**Image-grounded pointing data**
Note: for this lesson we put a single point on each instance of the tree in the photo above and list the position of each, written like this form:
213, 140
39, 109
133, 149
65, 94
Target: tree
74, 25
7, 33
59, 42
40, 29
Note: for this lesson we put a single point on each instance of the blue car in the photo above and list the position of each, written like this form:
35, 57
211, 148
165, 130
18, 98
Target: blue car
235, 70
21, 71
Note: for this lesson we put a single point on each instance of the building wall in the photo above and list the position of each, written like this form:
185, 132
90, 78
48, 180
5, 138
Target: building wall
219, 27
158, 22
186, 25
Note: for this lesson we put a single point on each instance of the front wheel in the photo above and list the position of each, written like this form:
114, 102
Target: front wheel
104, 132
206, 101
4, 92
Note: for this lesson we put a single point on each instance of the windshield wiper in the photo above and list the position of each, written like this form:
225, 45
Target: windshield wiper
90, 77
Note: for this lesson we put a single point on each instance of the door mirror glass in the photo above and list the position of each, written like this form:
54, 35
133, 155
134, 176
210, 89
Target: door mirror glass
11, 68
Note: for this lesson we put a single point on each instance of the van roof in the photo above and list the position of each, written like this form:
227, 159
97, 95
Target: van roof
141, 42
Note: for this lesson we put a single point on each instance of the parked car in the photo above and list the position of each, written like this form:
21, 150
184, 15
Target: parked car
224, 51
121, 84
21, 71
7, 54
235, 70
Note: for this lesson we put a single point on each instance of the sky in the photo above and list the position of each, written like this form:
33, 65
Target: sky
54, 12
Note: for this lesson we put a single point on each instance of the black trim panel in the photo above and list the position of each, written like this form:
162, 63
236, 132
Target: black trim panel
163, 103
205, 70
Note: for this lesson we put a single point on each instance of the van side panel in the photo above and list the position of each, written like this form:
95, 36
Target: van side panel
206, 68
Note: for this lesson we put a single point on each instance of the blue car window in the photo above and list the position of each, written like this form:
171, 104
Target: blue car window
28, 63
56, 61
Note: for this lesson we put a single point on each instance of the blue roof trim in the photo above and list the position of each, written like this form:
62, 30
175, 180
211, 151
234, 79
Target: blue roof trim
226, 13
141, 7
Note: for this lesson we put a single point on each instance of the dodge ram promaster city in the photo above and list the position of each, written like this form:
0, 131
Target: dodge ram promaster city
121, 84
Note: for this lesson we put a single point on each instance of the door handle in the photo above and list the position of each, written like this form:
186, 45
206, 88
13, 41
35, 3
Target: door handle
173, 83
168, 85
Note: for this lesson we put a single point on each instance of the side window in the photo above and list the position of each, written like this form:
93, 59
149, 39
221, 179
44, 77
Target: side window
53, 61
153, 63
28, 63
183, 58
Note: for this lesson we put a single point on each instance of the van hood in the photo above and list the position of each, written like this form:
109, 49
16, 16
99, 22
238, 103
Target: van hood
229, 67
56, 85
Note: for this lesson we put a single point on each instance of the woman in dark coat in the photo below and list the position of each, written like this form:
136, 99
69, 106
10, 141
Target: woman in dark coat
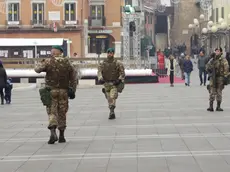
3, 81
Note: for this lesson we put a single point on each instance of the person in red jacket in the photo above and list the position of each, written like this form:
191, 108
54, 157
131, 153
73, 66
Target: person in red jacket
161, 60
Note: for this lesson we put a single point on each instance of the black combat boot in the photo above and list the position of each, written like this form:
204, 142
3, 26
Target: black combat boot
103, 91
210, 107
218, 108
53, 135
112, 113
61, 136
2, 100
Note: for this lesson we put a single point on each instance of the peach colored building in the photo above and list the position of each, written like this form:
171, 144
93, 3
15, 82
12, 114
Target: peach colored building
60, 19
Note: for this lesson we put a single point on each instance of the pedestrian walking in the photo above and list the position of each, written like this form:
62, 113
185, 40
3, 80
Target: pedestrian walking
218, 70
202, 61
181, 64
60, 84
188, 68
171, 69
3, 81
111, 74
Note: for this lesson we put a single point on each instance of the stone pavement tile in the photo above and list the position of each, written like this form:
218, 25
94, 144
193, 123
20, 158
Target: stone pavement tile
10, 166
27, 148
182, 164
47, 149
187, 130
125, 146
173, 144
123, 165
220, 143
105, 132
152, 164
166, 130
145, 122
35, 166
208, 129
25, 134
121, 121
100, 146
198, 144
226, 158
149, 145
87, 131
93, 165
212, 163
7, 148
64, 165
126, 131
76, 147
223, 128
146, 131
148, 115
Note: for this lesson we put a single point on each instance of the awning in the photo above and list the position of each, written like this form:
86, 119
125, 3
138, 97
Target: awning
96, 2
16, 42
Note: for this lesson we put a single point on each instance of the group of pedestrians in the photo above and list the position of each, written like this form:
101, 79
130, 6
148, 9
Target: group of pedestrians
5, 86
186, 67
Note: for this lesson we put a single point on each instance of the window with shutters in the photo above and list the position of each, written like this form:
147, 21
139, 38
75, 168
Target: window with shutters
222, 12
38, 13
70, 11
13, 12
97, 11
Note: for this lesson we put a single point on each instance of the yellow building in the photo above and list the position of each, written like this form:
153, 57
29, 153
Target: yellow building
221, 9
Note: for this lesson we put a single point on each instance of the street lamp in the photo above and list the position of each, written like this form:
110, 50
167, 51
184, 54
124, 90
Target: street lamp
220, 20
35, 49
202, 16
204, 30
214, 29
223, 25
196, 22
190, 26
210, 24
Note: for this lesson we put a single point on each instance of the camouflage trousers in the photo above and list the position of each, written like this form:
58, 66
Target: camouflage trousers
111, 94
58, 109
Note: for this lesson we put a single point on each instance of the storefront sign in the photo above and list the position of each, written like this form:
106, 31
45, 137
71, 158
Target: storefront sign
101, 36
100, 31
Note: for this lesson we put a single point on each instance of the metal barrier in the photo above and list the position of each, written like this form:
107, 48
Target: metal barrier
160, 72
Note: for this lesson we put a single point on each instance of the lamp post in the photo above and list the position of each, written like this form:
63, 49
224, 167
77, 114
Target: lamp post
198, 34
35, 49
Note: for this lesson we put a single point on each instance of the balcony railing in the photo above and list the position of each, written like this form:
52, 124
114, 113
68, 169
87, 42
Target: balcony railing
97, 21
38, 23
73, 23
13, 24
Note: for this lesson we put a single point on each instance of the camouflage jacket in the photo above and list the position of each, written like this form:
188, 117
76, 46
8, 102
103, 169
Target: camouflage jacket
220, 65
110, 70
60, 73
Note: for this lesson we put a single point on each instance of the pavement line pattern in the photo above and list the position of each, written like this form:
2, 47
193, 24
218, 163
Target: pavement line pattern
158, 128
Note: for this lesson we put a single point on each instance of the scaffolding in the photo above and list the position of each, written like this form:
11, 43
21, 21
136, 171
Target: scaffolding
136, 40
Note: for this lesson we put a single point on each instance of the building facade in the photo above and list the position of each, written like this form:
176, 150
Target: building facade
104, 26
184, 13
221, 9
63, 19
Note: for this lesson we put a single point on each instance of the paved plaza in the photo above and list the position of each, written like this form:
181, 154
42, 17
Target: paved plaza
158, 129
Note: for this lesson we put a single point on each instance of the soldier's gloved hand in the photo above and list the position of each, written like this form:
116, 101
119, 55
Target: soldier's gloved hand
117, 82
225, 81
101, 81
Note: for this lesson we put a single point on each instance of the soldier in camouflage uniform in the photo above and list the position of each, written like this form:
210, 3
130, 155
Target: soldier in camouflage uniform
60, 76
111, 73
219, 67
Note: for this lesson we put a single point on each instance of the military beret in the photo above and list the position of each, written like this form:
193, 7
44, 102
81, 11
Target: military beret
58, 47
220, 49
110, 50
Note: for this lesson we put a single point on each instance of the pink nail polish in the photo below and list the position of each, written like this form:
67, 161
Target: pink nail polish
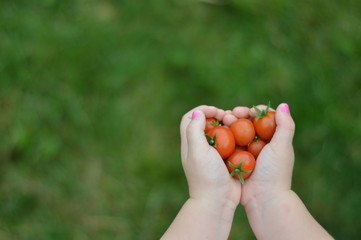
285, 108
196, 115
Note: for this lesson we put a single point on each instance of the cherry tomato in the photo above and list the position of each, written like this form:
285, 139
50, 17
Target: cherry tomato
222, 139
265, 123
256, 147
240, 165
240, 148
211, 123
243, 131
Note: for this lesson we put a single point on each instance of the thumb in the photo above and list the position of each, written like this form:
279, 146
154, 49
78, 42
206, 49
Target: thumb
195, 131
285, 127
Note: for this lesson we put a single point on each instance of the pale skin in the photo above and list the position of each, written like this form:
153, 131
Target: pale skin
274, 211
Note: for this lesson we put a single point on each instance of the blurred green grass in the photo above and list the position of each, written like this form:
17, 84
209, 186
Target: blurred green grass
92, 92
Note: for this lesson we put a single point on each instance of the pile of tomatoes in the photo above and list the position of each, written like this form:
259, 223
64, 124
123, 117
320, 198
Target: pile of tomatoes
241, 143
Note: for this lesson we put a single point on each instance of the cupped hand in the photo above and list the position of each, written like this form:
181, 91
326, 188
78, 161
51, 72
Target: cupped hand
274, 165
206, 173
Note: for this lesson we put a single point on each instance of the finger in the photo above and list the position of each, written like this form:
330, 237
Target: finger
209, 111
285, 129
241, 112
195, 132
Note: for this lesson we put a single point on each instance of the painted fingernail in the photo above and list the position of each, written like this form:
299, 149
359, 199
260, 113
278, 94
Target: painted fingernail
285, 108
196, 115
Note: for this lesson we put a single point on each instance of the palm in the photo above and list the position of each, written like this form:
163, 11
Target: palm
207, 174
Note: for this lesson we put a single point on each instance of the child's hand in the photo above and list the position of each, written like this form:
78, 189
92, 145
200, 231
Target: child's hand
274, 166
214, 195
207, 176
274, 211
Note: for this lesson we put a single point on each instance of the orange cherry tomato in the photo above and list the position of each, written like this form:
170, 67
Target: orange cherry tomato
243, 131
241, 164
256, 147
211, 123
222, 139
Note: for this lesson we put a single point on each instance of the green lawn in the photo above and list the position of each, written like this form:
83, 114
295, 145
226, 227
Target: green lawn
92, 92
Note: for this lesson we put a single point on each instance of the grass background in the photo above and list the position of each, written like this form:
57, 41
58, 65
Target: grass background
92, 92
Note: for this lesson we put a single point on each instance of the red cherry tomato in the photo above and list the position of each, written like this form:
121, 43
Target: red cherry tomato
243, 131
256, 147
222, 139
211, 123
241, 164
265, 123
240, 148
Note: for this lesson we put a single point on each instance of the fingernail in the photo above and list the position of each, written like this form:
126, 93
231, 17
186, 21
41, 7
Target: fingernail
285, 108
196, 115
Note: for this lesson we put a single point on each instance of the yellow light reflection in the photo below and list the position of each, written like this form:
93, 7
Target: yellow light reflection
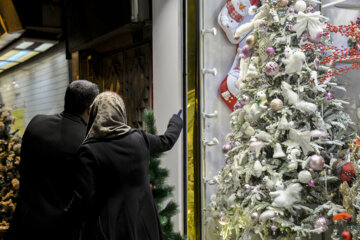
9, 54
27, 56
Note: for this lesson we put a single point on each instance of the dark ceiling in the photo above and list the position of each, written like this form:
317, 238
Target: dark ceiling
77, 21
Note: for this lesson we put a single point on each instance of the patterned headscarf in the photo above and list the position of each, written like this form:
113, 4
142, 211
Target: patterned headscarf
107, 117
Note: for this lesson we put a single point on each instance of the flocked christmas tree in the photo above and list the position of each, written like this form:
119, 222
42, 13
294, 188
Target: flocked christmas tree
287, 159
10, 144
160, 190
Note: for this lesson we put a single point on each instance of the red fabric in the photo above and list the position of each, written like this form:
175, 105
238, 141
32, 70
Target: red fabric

**Exercise goal**
As you read the records above, find each line that contains "below" and copy it.

**Expected output**
Note: for this lesson we put a single point on each instance of the woman in dark coat in the photo below and list the position of each, written like this form:
Note: for this lesson we put a single point on each instance of the pink nail polish in the photo below and list the position of each, written like this form:
Note: for this lesson we put a single point on each instance of the yellow light reflection in the photo below and list the position of each, written like this form:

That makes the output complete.